» **Problems to solve**:
A: In the Theseus article, reproduce the passage starting at "At Stirrings, strings" and ending at "ultimately offered transformation.", replacing "November" with "December".
B: Pick up the Theseus article where it stops and keep writing it.

» **Article**:
Sparks fly as harpist Rita Costanzi joins Vetta Chamber Music’s return to Schafer’s chamber-music masterpiece, Theseus

At Stirrings, strings piece explores rich contemporary territory, alongside classical Borodin and Debussy

Rita Costanzi. Photo by Shelley and Keith Photography

 
 

Vetta Chamber Music presents Stirrings at West Point Grey United Church on the afternoon of November 14; at West Vancouver United Church on November 15; and at Pyatt Hall in a matinee show on November 16

 

FOR BOTH JOAN Blackman and Rita Costanzi, R. Murray Schafer’s Theseus demanded hard work, but ultimately offered transformation.

“We began rehearsing the strings alone, reading from a large score so we could all see and respond to each other’s intricately interwoven parts,” Blackman, artistic director of Vetta Chamber Music, says of her first encounter with the work, in 1994. “When Rita joined us for the second rehearsal, sparks flew! It was then I first understood how contemporary music could have as profound an artistic impact as the classics I had always preferred. It was riveting.”

That’s an assessment that Costanzi, who had encountered Theseus some time beforehand, wholeheartedly supports. “I immediately wanted to learn this piece, because the harp repertoire didn’t really have much in terms of strength, and I wanted to portray that,” she explains, in a telephone conversation from her New York City home. “You know, harp gets a bad rap,” she adds, laughing. “It’s not everybody’s favourite instrument. We don’t have fabulous repertoire; we don’t have a Beethoven concerto or a Shostakovich sonata. But at the climax of Theseus I take a metal rod and, as I play descending octaves in the left hand, I beat some of the bass wires with it. And this is Theseus, I think, killing the minotaur.

» **Dataset excerpts**:
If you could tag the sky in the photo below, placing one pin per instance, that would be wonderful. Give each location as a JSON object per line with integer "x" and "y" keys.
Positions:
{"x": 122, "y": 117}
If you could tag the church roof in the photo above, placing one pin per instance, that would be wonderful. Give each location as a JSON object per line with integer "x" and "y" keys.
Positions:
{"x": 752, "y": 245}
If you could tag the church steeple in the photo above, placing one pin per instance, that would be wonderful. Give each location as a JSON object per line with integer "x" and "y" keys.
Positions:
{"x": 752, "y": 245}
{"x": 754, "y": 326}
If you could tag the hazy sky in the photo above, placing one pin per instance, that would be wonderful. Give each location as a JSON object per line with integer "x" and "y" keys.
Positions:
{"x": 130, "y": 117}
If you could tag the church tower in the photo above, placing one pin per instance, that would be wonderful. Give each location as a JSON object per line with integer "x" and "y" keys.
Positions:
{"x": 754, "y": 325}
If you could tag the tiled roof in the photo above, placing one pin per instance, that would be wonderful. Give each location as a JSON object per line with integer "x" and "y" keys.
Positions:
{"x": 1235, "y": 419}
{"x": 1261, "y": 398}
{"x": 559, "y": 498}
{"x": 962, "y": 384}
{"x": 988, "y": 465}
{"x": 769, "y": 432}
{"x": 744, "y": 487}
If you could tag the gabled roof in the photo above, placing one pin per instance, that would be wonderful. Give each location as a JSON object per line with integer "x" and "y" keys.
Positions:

» **The results**:
A:
At Stirrings, strings piece explores rich contemporary territory, alongside classical Borodin and Debussy

Rita Costanzi. Photo by Shelley and Keith Photography

 
 

Vetta Chamber Music presents Stirrings at West Point Grey United Church on the afternoon of December 14; at West Vancouver United Church on December 15; and at Pyatt Hall in a matinee show on December 16

 

FOR BOTH JOAN Blackman and Rita Costanzi, R. Murray Schafer’s Theseus demanded hard work, but ultimately offered transformation.

B:
“I just loved working on a piece that could really take me to a new place with the instrument.”

When the harpist and the violinist return to Schafer’s chamber-music masterpiece as part of Vetta’s 40th-anniversary season—alongside violinist Alana Lopez, violist Jacob van der Sloot, and cellist Zoltan Rozsnyai—they’ll also have a chance to explore some more conventional harp repertoire. Costanzi will open solo, playing Marcel Tournier’s Vers la source dans le bois, an early-20th-century classic that she feels especially close to. “There are regular composers who write music for instruments, and then there are instrumentalists themselves who wrote music for their instrument. And of course they always know the instrument more deeply than a general composer might,” she notes. “In the case of Tournier, he was head of the harp department of the Paris Conservatoire for many years, and I had the great honour of studying with his protegé Jacqueline Borot. I lived in Paris for an academic year to learn the French technique, and played on Tournier’s harp. So I feel a great connection with him and his music, which is so beautiful—and so evocative!”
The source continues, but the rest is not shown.